*** PROVIDED TEXT Section Begins ***

Up until recently, I thought that the difference between long and short polling was just the interval of the polls.
However, that is not actually the case, there is a more objective difference: where the “waiting” is held.
What is short polling?
In short polling, the client is sending requests at an interval, asking the server for new updates. The server then immediately replies with the new updates, even if there are none.
Let’s imagine a real-case scenario, you are creating a chatbot for a messaging platform like Discord, and you want to know when you receive a new message, one way you could do it is by sending a request like
GET /messages/?unread=true every 500 ms or so.
The server then would reply with all of the messages that you (the chatbot) haven’t read yet.
This is the simplest polling, but also expensive, especially considering the handshake overhead of TCP. You have to establish a connection for each request sent.

*** PROVIDED TEXT Section Ends ***
*** SUPPLIED ENTRIES Section Begins ***

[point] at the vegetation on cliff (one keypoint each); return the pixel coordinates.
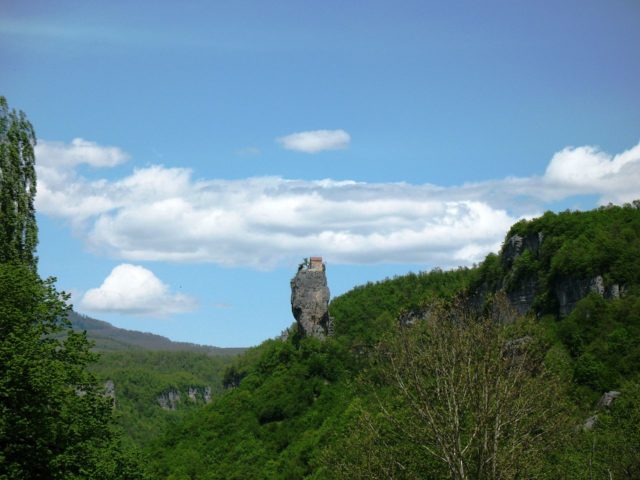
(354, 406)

*** SUPPLIED ENTRIES Section Ends ***
*** SUPPLIED ENTRIES Section Begins ***

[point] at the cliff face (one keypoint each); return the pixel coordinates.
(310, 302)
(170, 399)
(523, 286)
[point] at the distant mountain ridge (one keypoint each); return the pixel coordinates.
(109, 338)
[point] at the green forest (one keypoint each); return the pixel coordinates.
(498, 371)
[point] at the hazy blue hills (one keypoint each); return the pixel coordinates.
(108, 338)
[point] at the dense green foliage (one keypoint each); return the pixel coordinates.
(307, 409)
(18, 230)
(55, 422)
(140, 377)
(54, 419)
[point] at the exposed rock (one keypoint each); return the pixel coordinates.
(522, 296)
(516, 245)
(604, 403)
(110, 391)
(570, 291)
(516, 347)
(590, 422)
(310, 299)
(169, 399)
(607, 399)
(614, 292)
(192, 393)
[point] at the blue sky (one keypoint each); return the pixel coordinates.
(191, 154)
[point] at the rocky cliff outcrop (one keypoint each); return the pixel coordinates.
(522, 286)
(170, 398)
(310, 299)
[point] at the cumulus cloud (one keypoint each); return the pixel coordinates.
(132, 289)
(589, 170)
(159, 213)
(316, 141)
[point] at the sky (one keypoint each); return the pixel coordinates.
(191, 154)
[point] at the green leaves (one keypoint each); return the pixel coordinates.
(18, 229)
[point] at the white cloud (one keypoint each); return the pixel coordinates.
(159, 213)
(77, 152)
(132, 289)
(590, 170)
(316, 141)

*** SUPPLIED ENTRIES Section Ends ***

** PROBLEM REQUIREMENTS **
Rewrite the polling text starting with "In short polling, the" and going on through "each request sent.", putting "backend" wherever "server" appears.

** EXERCISE ANSWER **
In short polling, the client is sending requests at an interval, asking the backend for new updates. The backend then immediately replies with the new updates, even if there are none.
Let’s imagine a real-case scenario, you are creating a chatbot for a messaging platform like Discord, and you want to know when you receive a new message, one way you could do it is by sending a request like
GET /messages/?unread=true every 500 ms or so.
The backend then would reply with all of the messages that you (the chatbot) haven’t read yet.
This is the simplest polling, but also expensive, especially considering the handshake overhead of TCP. You have to establish a connection for each request sent.